__DIRECTIONS FOR THIS TASK__:
Please convert every line of the data below into a JSON list of strings, one string per line, with blank lines omitted. Leave the pictures out of your answer.

Point placement data:
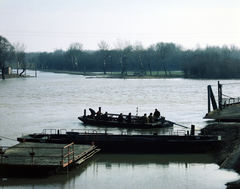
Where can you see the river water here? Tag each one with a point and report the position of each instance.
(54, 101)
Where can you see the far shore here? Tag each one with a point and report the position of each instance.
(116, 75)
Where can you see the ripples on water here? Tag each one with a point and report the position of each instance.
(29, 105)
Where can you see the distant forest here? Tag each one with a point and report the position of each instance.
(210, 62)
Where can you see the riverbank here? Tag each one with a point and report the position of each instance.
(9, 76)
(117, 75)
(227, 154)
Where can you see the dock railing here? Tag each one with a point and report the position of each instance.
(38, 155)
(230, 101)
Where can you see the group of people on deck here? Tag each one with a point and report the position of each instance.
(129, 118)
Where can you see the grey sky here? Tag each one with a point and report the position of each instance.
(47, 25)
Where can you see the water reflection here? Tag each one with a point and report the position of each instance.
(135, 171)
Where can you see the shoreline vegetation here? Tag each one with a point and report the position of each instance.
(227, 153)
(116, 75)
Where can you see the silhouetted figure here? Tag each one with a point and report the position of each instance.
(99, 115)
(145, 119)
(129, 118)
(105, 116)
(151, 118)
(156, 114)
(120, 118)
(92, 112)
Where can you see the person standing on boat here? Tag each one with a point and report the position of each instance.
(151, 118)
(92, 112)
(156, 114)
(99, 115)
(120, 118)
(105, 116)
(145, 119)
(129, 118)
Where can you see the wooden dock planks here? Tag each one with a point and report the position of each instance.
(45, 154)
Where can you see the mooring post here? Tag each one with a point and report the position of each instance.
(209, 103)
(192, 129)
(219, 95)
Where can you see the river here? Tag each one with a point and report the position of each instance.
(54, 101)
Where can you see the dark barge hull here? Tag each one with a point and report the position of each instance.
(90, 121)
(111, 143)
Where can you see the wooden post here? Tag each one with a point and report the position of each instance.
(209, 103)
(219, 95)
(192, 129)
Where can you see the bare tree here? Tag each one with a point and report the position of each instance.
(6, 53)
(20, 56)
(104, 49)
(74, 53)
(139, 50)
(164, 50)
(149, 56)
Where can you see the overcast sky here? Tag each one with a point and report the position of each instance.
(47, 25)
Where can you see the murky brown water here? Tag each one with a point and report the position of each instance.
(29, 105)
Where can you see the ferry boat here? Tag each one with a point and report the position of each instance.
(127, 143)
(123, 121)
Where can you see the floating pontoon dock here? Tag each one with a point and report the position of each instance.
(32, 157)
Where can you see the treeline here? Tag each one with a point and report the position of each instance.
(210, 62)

__RESULT OF THE EXERCISE__:
[
  "Where can you see the river water here? Tag each one with a point and report the position of each instance.",
  "(54, 101)",
  "Where can you see the far shore here? Tag each one with a point and report the position of each instance.",
  "(116, 75)",
  "Where can you see the ripples on water here? Tag each one with a point and report the position of each instance.",
  "(29, 105)",
  "Where can you see the distant forest here? Tag each one with a point and report the position of each instance.",
  "(210, 62)",
  "Where can you see the riverbank here? Tag each one with a point and report the position of each instance.",
  "(9, 76)",
  "(117, 75)",
  "(227, 154)",
  "Where can you see the dock railing here? Tag each one with a point and report the position of each instance.",
  "(38, 155)",
  "(230, 101)",
  "Where can you see the group of people on deck here? Tag each one with a point and report the position of each instance.",
  "(129, 118)",
  "Where can you see the grey sky here? Tag each one with a point and report the position of each instance.",
  "(47, 25)",
  "Where can you see the water reflection here? Tag each one with a point and report the position of each instance.",
  "(135, 171)",
  "Where can you see the shoreline vegetation here? Tag each one with a point and report the position of each instance.",
  "(227, 153)",
  "(116, 75)",
  "Where can you see the silhouetted figure here? Tag each one with a point and report the position of each instance.",
  "(99, 115)",
  "(145, 119)",
  "(129, 118)",
  "(105, 116)",
  "(151, 118)",
  "(156, 114)",
  "(120, 118)",
  "(92, 112)",
  "Where can you see the person standing on boat here? Tag each one with a point and report the position of each instance.",
  "(151, 118)",
  "(92, 112)",
  "(156, 114)",
  "(99, 115)",
  "(120, 118)",
  "(105, 116)",
  "(145, 119)",
  "(129, 118)",
  "Where can you see the wooden dock planks here? Tag each one with a point and report the position of each instance.",
  "(45, 154)",
  "Where can you see the mooring post here? Tag each one with a point and report the position of each instance.",
  "(209, 103)",
  "(192, 129)",
  "(219, 95)",
  "Where can you see the river here? Tag each one with a point and report the position of each instance.",
  "(54, 101)",
  "Where can you see the dark barge hull here? Tag each one with a point and report the position of each instance.",
  "(90, 121)",
  "(111, 143)",
  "Where can you see the wooden post here? Tag each one with a point and report the position of each instance.",
  "(209, 103)",
  "(219, 95)",
  "(192, 129)",
  "Where can you see the bare tree here? Tag each one with a point and report the position of each instance.",
  "(6, 53)",
  "(20, 56)",
  "(104, 49)",
  "(74, 53)",
  "(139, 50)",
  "(164, 50)",
  "(149, 56)",
  "Where can you see the overcast sky here? Tag each one with a point and report the position of each instance.",
  "(47, 25)",
  "Where can you see the murky brown water here? Tag each one with a point and report the position of each instance.",
  "(29, 105)",
  "Where can you see the ferry boat here? Tag each one with a point and report the position of each instance.",
  "(127, 143)",
  "(123, 121)",
  "Where can you see the floating pontoon dock here? Tag each one with a point and report the position of each instance.",
  "(32, 157)",
  "Where can you see the treeline here? Tag each one with a point and report the position of each instance.",
  "(210, 62)"
]